== Given problem ==
Your task is to extract every entry that follows word for word while excluding the pictures.

(Saved data entries)
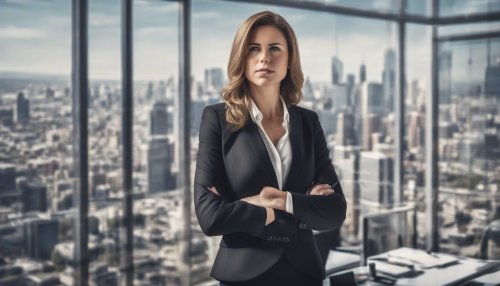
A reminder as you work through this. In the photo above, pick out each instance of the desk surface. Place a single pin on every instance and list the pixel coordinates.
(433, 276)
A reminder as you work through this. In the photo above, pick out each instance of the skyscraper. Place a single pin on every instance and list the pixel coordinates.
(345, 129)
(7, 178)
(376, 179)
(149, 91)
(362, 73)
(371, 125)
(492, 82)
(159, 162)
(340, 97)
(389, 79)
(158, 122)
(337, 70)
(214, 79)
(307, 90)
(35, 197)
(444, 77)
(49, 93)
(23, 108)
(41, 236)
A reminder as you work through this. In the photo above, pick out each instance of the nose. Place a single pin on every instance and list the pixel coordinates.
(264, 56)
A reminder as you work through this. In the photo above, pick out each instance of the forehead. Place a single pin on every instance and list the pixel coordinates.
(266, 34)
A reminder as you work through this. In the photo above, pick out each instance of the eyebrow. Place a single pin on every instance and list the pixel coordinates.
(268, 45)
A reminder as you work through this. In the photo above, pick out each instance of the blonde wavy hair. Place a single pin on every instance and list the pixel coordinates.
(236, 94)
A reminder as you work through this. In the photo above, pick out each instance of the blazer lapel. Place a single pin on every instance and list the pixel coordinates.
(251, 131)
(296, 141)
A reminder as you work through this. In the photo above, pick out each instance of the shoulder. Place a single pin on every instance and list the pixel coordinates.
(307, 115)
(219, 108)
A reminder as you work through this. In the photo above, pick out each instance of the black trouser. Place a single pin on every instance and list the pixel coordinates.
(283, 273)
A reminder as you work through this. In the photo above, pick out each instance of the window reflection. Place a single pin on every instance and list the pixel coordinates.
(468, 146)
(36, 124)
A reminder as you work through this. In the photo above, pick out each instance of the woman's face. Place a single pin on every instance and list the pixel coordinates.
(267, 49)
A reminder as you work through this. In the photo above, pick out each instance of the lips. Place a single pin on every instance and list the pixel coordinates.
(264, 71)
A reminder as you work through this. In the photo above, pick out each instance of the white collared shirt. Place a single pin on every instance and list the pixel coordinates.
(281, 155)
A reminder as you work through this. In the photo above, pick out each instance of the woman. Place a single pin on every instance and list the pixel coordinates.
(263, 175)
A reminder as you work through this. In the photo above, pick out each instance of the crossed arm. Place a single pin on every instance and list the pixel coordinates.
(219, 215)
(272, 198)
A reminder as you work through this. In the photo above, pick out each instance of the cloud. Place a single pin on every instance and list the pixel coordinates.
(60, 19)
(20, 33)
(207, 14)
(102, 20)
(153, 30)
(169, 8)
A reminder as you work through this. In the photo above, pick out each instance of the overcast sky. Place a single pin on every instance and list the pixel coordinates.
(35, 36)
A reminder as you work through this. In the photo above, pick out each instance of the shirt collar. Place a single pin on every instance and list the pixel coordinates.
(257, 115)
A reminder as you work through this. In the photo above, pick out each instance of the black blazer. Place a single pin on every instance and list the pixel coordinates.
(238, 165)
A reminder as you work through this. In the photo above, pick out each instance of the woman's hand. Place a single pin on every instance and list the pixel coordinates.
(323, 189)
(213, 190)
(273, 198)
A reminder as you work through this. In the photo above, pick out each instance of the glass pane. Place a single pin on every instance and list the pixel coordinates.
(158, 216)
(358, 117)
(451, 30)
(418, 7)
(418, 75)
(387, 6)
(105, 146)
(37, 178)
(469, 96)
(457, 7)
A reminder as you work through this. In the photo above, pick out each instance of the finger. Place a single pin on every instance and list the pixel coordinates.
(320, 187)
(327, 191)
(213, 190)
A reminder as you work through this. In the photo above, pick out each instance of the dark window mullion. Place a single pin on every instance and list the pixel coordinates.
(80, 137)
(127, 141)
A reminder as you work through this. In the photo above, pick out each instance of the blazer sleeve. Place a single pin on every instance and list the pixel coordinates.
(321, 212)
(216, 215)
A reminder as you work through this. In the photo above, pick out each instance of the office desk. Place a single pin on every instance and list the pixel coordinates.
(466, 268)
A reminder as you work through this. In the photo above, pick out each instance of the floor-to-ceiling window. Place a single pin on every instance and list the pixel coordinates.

== Result of this task ==
A reminder as you work through this. In the photo above, pick out each instance of the desk surface. Place a single pin on every instance and list the pixel coordinates.
(433, 276)
A reminder as you work through this. In the photo above, pick out each instance of the skyscraper. Place a single pin on every instance and list the pixel coordinates.
(345, 129)
(7, 178)
(376, 179)
(149, 91)
(362, 73)
(371, 125)
(492, 82)
(159, 162)
(340, 97)
(389, 79)
(158, 122)
(337, 70)
(214, 79)
(307, 90)
(35, 197)
(444, 77)
(49, 93)
(23, 108)
(41, 236)
A reminder as you work through this. In the photo above, pick out each instance of the nose. Place a single pin on every instance and list the pixel coordinates.
(264, 56)
A reminder as you work through this. In the photo above, pick out each instance of the forehead. Place a single pin on every instance and list the pixel coordinates.
(266, 34)
A reminder as you work through this. In the photo above, pick out each instance of the eyebrow. Place a single pin on every instance and list the pixel coordinates.
(268, 45)
A reminder as you work through this. In the photo above, pick out each instance of the blonde wavy hair. Place a single pin on every instance and list the pixel coordinates.
(236, 94)
A reminder as you work through this. In the photo above, pick out each instance of the blazer lapel. Place a single pin on every instance and list the pixel coordinates.
(251, 131)
(296, 141)
A reminder as you work through this. In the photo above, pick out each instance of the shoulder. Place a single pin on every instance and list the pixel coordinates.
(307, 115)
(219, 108)
A reminder as you work through this. In the photo above, pick out each instance of the black trouser. Place a single pin on every instance and list the pixel coordinates.
(283, 273)
A reminder as you work through this. In the photo above, pick out each instance of the window reflection. Place a single pin on every instance and list the pixel coordinates.
(468, 146)
(36, 124)
A reminder as you work through this. In the photo above, pick out each instance of the woman's face. Place a single pin on every instance and list the pixel coordinates.
(267, 49)
A reminder as you work through this. In the photo above, pick out each instance of the lips. Place a single pin on every instance and list the pixel coordinates.
(264, 71)
A reminder as you work through this. In the photo above, pick out each instance of the white collared shirt. Place a single pin on every instance and list the pixel coordinates.
(281, 155)
A reminder as you work through this. In the photo above, pick out each instance of the woman. Place a single pin on every instance and list the pixel coordinates.
(263, 175)
A reminder as you work through this. In the photo above, pick out each instance of the crossed arm. Place a single pin on every instance and list the pixel coordinates.
(219, 215)
(272, 198)
A reminder as you work through this. In the photo above, pick out each instance of the cloud. Place a single pin on every instance and list the pixel coordinates.
(60, 19)
(20, 33)
(207, 14)
(102, 20)
(153, 30)
(169, 8)
A reminder as you work through this. In the photo above, pick out each instance of the overcast sky. Place a single pin on every instance and list the pixel coordinates.
(35, 36)
A reminder as you work through this. In the photo above, pick out each instance of the shirt collar. Place a single pin on every instance and list the pixel coordinates.
(257, 115)
A reminder as you work through this. In the photo above, pick out each instance of the black blazer. Place a single pin on every instance and list the pixel coordinates.
(238, 165)
A reminder as you work through this. In the photo above, pick out each instance of the woman's hand. Place a single pin on every instance and list the pixel coordinates.
(323, 189)
(213, 190)
(273, 198)
A reminder as you work through this. In the photo above, pick out each instance of the glass pane. Place a single pin on every instance and list the pixel coordinates.
(158, 216)
(358, 117)
(451, 30)
(418, 7)
(418, 75)
(387, 6)
(105, 146)
(37, 178)
(469, 96)
(457, 7)
A reminder as you work through this. In the photo above, pick out each instance of the finger. Place a single pin on every instance and list the pixel coordinates.
(320, 187)
(327, 191)
(213, 190)
A reminder as you work through this. In the photo above, pick out each instance of the dark window mullion. Place a single pin on every instance and list the pixel coordinates.
(80, 137)
(127, 141)
A reminder as you work through this. In the photo above, pick out each instance of the blazer sleeve. Place a single pin on every instance and list the pixel coordinates.
(321, 212)
(216, 215)
A reminder as you work through this. In the photo above, pick out each instance of the office desk. Place a single pin on every instance and list the pixel coordinates.
(466, 268)
A reminder as you work through this. In the photo above, pick out each instance of the floor-to-ceiling window. Place a single pin on every instance and list the pixel coordinates.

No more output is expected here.